**Provided data:**
========
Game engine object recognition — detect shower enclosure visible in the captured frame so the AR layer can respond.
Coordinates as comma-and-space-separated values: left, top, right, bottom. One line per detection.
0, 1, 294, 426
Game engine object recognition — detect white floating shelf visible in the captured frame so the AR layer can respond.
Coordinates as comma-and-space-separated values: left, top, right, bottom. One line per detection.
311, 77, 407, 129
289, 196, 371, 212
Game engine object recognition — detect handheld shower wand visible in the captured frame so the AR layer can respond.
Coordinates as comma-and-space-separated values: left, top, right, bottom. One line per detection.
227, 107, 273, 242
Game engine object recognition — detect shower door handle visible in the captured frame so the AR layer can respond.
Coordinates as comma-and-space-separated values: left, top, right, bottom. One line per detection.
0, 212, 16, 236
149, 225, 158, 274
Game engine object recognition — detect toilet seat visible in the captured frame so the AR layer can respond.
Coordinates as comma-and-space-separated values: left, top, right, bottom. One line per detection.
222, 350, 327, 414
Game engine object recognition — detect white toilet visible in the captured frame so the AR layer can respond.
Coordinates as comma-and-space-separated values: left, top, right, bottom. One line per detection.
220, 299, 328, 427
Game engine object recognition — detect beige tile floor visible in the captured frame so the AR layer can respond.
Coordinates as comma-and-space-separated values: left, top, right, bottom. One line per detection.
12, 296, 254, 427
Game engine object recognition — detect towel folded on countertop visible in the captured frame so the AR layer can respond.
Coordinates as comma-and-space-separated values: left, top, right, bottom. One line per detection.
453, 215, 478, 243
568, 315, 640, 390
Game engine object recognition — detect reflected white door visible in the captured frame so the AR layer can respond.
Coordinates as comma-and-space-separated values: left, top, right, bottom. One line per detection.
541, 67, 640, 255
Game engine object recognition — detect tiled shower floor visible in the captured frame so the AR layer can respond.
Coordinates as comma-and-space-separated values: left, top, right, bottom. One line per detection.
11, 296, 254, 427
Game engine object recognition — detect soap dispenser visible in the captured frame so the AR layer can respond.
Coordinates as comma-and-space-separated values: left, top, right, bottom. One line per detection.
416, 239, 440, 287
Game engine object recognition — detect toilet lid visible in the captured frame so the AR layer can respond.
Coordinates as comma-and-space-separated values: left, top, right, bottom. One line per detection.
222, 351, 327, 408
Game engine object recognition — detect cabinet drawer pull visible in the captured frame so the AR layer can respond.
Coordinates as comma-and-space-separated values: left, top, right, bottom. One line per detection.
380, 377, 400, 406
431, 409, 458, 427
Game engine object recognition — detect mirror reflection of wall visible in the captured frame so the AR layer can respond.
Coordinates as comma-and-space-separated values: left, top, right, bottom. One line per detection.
========
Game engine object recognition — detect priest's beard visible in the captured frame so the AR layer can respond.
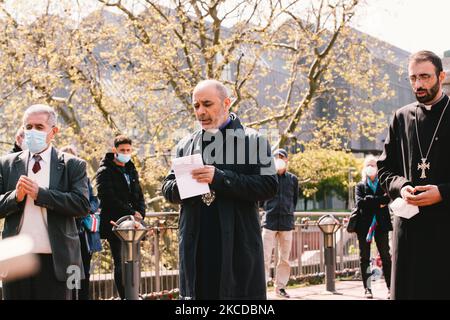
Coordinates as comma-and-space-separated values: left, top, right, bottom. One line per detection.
========
**Set task:**
Reproduce verbatim the lines of the listing from the line with "Game engine object recognition — detect beige" to the line with "12, 296, 254, 427", both included.

**Result of this exercise:**
Game engine object recognition — detect beige tile floor visible in the captured frame so the AR layer can respond.
Coordinates as comma-and-space-separated values: left, top, right, bottom. One line per detection.
12, 296, 254, 427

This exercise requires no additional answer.